Work request 1 → Decide whether each statement agrees with the obesity article, answering yes or no and quoting the exact words of the article that settle it: (a) New Zealand ranks as the third most obese nation in the world. (b) One in four New Zealand children is classed as obese. (c) The Indian community is particularly prone to heart disease and diabetes.
Work request 2 → Duplicate the obesity article word for word between "Health risks mount with" and "in the world.", inclusive.
Work request 3 → According to the obesity article, why does habit formation in children matter so much?

Page text →
*** Block opens ***

Health risks mount with increasing obesity

Jignal Bagvandas – Health risks mount- Jignal Bhagvandas Web

New Zealand is facing a growing problem. Obesity rates are on the rise and the country is ranked as the third most obese nation in the world.

What is worse, many of those affected are youth, with one in nine children now being classed as obese and a further one in four considered overweight.

Adverse effects

Obesity can lead to a number of life shortening conditions as we age, such as heart disease and diabetes (to which the Indian community is particularly prone), as well as various gastrointestinal cancers.

A number of factors are contributing to this trend.

Increasing number of fast food outlets, a sharp rise in consumption of processed foods, and lack of exercise are affecting the health of the younger generation.

The tragedy about youth obesity is that it is always the fault of the youngsters. Overprotection and forced feeding by parents (for example the need to ‘finish everything on the plate’ and not waste food), as well as false traditional beliefs about health and nutrition among parents and caregivers also contribute to obesity.

Habit formation is crucial in children, and bad habit formation in relation to diet and exercise from a young age will do more harm later in their lives.

*** Block closes ***

Dataset →
*** Block opens ***

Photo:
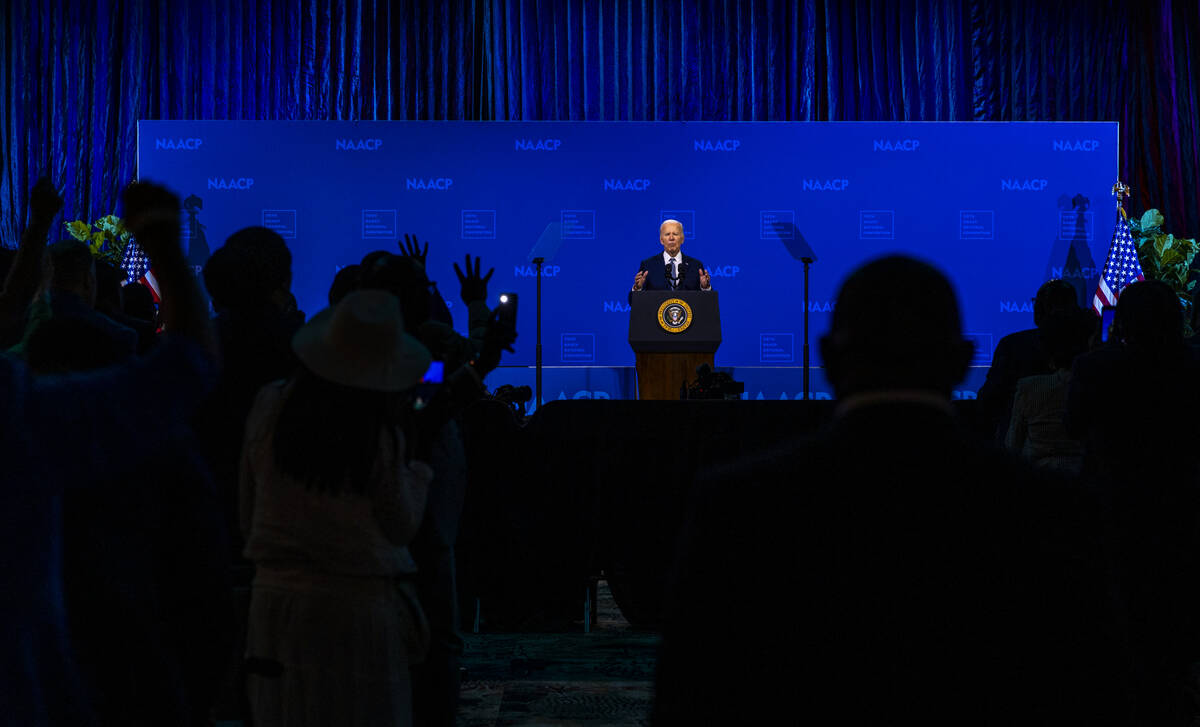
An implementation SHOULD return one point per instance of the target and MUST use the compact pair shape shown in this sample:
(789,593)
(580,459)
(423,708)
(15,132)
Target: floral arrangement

*** Block closes ***

Your response 1 →
(a) Yes: "the country is ranked as the third most obese nation in the world."
(b) No: "one in nine children now being classed as obese and a further one in four considered overweight."
(c) Yes: "heart disease and diabetes (to which the Indian community is particularly prone)"

Your response 2 →
Health risks mount with increasing obesity

Jignal Bagvandas – Health risks mount- Jignal Bhagvandas Web

New Zealand is facing a growing problem. Obesity rates are on the rise and the country is ranked as the third most obese nation in the world.

Your response 3 → The article says habit formation is crucial in children because bad habits around diet and exercise formed at a young age will do more harm later in their lives.